> **EXERCISE PROMPT**:
Each line below should be quoted exactly, please.

> **TASK DATA**:
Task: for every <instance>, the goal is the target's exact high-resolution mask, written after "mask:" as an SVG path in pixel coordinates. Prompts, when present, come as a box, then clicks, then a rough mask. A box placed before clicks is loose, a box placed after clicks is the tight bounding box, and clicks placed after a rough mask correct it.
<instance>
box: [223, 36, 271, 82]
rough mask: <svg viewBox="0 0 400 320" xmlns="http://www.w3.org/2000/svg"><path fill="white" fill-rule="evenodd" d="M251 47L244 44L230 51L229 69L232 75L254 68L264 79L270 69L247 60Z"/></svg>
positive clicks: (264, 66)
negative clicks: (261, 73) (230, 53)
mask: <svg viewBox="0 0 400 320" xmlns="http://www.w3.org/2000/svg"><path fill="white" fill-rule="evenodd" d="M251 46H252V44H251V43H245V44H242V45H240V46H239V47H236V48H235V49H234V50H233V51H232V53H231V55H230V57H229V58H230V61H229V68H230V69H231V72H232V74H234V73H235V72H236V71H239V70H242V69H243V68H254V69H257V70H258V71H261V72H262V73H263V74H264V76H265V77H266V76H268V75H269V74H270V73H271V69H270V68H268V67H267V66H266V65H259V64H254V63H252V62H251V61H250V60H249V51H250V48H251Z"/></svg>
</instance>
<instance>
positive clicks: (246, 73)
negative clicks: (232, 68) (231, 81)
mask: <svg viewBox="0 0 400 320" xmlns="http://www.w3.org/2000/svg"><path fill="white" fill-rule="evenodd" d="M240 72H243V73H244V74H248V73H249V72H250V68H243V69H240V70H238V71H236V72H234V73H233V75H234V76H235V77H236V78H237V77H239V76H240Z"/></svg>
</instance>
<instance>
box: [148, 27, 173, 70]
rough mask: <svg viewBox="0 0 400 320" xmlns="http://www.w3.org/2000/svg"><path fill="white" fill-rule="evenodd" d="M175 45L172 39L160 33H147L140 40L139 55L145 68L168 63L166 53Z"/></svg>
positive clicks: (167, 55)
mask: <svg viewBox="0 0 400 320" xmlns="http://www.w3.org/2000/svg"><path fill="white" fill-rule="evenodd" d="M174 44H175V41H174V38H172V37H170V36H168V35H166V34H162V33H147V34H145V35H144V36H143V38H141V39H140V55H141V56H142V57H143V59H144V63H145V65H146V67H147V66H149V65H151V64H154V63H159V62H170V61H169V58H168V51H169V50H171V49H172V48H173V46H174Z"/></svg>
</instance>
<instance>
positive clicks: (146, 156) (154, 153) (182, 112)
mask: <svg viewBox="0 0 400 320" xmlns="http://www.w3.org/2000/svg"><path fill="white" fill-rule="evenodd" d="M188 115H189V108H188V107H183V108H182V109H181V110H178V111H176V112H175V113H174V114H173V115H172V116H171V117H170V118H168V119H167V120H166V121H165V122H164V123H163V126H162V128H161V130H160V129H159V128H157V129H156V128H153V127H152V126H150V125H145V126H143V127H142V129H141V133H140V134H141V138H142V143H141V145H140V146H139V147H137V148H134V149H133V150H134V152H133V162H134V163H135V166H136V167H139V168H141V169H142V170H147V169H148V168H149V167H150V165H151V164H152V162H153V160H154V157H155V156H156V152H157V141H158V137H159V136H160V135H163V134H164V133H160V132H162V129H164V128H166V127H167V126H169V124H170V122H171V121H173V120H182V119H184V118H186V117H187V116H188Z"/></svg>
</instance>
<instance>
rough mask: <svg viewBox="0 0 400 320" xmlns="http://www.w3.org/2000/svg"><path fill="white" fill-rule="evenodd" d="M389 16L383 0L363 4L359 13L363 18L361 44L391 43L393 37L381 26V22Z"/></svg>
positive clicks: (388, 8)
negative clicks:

> **SOLUTION**:
Task: for every <instance>, the goal is the target's exact high-resolution mask, written after "mask:" as an SVG path in pixel coordinates. Prompts, when present, come as a box, then clicks, then a rough mask. A box placed before clicks is loose, a box placed after clicks is the tight bounding box, and clicks placed after a rough mask correct it.
<instance>
box: [223, 36, 271, 82]
rough mask: <svg viewBox="0 0 400 320" xmlns="http://www.w3.org/2000/svg"><path fill="white" fill-rule="evenodd" d="M251 47L244 44L230 51L229 69L232 75L254 68L264 79L270 69L247 60Z"/></svg>
positive clicks: (264, 66)
negative clicks: (261, 73) (230, 53)
mask: <svg viewBox="0 0 400 320" xmlns="http://www.w3.org/2000/svg"><path fill="white" fill-rule="evenodd" d="M251 46H252V44H251V43H245V44H242V45H240V46H239V47H236V48H235V49H234V50H233V51H232V53H231V55H230V57H229V58H230V61H229V68H230V69H231V72H232V74H234V73H235V72H236V71H239V70H242V69H243V68H254V69H257V70H258V71H261V72H262V73H263V74H264V76H265V77H266V76H268V75H269V74H270V73H271V69H270V68H268V67H267V66H266V65H259V64H254V63H252V62H251V61H250V60H249V51H250V48H251Z"/></svg>
</instance>
<instance>
positive clicks: (246, 73)
negative clicks: (232, 68) (231, 81)
mask: <svg viewBox="0 0 400 320" xmlns="http://www.w3.org/2000/svg"><path fill="white" fill-rule="evenodd" d="M240 72H243V73H244V74H248V73H249V72H250V68H243V69H240V70H238V71H236V72H234V73H233V75H234V76H235V77H236V78H237V77H239V76H240Z"/></svg>
</instance>
<instance>
box: [148, 27, 173, 70]
rough mask: <svg viewBox="0 0 400 320" xmlns="http://www.w3.org/2000/svg"><path fill="white" fill-rule="evenodd" d="M175 45L172 39L160 33H147L140 40L139 55L145 68L168 63L166 53Z"/></svg>
positive clicks: (167, 55)
mask: <svg viewBox="0 0 400 320" xmlns="http://www.w3.org/2000/svg"><path fill="white" fill-rule="evenodd" d="M174 44H175V41H174V38H172V37H170V36H168V35H166V34H162V33H147V34H145V35H144V36H143V38H141V39H140V55H141V56H142V57H143V59H144V63H145V65H146V67H147V66H149V65H151V64H154V63H159V62H170V61H169V58H168V51H169V50H171V49H172V48H173V46H174Z"/></svg>
</instance>
<instance>
positive clicks: (146, 156) (154, 153) (182, 112)
mask: <svg viewBox="0 0 400 320" xmlns="http://www.w3.org/2000/svg"><path fill="white" fill-rule="evenodd" d="M188 115H189V108H188V107H183V108H182V109H181V110H178V111H176V112H175V113H174V114H173V115H172V116H171V117H170V118H168V119H167V120H166V121H165V122H164V123H163V126H162V128H161V130H160V129H159V128H157V129H156V128H153V127H152V126H150V125H145V126H143V127H142V129H141V133H140V134H141V138H142V143H141V145H140V146H139V147H137V148H134V149H133V150H134V152H133V162H134V163H135V166H136V167H139V168H141V169H142V170H147V169H148V168H149V167H150V165H151V164H152V162H153V160H154V157H155V156H156V152H157V141H158V137H159V136H160V135H163V134H164V133H160V132H162V129H164V128H166V127H167V126H169V124H170V122H171V121H173V120H182V119H184V118H186V117H187V116H188Z"/></svg>
</instance>
<instance>
rough mask: <svg viewBox="0 0 400 320" xmlns="http://www.w3.org/2000/svg"><path fill="white" fill-rule="evenodd" d="M389 16L383 0L363 4L359 13L363 18L361 44L391 43L393 37L381 26V22Z"/></svg>
positive clicks: (388, 8)
negative clicks:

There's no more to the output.